* _Task requirements_
Rewrite the items from the line containing "Would you be able to indicate the forested" through the line containing "column 778, row 149", putting "marker" in place of "pin" and keeping everything else the same.

* _Dataset excerpts_
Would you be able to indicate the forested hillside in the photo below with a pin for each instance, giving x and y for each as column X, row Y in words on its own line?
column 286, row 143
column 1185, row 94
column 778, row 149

---

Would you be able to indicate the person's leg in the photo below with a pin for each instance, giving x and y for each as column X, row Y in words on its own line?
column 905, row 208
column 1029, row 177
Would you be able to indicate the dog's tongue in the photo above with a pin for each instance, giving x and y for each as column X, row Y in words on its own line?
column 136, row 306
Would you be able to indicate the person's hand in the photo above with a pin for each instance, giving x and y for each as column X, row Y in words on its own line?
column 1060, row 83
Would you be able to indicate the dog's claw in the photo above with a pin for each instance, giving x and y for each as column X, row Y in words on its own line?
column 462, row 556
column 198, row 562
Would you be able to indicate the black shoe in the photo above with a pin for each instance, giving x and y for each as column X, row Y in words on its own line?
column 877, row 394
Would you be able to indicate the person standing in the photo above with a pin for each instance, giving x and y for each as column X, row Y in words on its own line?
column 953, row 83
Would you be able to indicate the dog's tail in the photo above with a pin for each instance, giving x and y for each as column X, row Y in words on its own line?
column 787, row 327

* _The output_
Would you be able to indicate the forested hillside in the photo below with a marker for each instance, giving x and y for each as column X, row Y in words on its own line?
column 286, row 143
column 1185, row 94
column 778, row 149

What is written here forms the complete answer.